- Exercise aim:
Arrange the lines of the entries below, from the line with "Could you please locate the decorative" through the end of the entries, as a JSON list of strings, with one string per line and blank lines omitted.

Records contained in a dataset
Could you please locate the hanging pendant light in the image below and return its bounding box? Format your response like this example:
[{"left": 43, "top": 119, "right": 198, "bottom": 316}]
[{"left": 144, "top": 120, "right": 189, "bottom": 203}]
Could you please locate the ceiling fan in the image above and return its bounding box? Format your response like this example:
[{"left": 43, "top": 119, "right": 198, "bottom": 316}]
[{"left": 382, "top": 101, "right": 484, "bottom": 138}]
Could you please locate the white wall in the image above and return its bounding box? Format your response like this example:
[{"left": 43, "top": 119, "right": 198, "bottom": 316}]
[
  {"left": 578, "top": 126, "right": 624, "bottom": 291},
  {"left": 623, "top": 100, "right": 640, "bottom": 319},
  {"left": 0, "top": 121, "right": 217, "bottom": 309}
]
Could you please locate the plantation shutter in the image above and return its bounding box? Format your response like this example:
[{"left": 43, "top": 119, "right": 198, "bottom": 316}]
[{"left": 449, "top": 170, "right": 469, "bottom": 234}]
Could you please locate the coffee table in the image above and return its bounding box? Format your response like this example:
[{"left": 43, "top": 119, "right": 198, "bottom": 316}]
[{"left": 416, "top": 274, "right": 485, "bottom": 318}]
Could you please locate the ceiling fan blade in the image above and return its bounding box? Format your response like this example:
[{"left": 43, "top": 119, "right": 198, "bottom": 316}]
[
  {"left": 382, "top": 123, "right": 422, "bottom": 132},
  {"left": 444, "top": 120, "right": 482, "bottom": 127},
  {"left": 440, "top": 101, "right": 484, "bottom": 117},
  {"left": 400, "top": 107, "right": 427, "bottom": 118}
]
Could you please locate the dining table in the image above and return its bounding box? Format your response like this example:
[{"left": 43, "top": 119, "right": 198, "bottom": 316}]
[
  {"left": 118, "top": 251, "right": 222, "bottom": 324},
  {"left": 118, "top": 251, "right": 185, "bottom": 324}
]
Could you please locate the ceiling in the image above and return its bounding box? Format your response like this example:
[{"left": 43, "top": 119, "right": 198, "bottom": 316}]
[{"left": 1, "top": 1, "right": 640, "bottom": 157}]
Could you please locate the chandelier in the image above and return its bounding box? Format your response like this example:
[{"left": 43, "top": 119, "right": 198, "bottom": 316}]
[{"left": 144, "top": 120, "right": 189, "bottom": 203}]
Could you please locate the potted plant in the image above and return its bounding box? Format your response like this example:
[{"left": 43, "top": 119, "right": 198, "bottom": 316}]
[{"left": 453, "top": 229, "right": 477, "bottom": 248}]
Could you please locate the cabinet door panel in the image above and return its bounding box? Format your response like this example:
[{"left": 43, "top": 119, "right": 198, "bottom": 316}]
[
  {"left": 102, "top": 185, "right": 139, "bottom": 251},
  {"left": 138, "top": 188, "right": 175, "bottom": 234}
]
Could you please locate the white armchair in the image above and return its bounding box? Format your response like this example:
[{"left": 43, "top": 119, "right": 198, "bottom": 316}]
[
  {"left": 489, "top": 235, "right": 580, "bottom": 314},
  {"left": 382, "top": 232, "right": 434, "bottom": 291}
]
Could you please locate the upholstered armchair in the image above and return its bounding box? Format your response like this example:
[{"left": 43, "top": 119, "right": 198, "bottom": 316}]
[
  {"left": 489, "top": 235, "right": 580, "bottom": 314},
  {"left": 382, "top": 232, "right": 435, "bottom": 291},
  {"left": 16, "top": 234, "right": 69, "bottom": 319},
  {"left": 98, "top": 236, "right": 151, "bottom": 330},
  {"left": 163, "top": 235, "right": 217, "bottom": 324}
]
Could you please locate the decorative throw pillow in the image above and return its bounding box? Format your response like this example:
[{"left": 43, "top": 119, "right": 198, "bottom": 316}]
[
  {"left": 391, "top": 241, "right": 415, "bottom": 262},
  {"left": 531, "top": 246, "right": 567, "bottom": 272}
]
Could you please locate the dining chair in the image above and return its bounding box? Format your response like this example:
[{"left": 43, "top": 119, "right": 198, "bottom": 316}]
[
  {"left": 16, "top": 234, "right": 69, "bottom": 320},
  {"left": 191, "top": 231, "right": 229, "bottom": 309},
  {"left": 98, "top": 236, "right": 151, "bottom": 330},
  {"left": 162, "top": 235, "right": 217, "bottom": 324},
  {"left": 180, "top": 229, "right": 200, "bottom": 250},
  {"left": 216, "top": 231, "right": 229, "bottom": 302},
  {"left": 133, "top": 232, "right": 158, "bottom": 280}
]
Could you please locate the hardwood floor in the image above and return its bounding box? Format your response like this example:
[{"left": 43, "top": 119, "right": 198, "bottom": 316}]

- Task answer:
[
  "Could you please locate the decorative throw pillow in the image above and return its bounding box? Format your response like this example:",
  "[{\"left\": 43, \"top\": 119, \"right\": 198, \"bottom\": 316}]",
  "[",
  "  {\"left\": 391, \"top\": 241, \"right\": 415, \"bottom\": 262},",
  "  {\"left\": 531, \"top\": 246, \"right\": 567, \"bottom\": 272}",
  "]",
  "Could you please locate the dining chair in the image above and return its bounding box? Format your response like this example:",
  "[{\"left\": 43, \"top\": 119, \"right\": 198, \"bottom\": 316}]",
  "[",
  "  {\"left\": 16, \"top\": 234, \"right\": 69, \"bottom\": 320},",
  "  {\"left\": 191, \"top\": 231, \"right\": 229, \"bottom\": 309},",
  "  {\"left\": 98, \"top\": 236, \"right\": 151, \"bottom\": 330},",
  "  {\"left\": 162, \"top\": 235, \"right\": 217, \"bottom\": 324},",
  "  {\"left\": 180, \"top\": 229, \"right\": 200, \"bottom\": 250},",
  "  {\"left\": 216, \"top\": 231, \"right\": 229, \"bottom\": 302},",
  "  {\"left\": 133, \"top\": 232, \"right\": 158, \"bottom\": 280}",
  "]",
  "Could you please locate the hardwood floor in the image above and return its bounding box? Format your response like this example:",
  "[{\"left\": 43, \"top\": 119, \"right\": 198, \"bottom\": 316}]"
]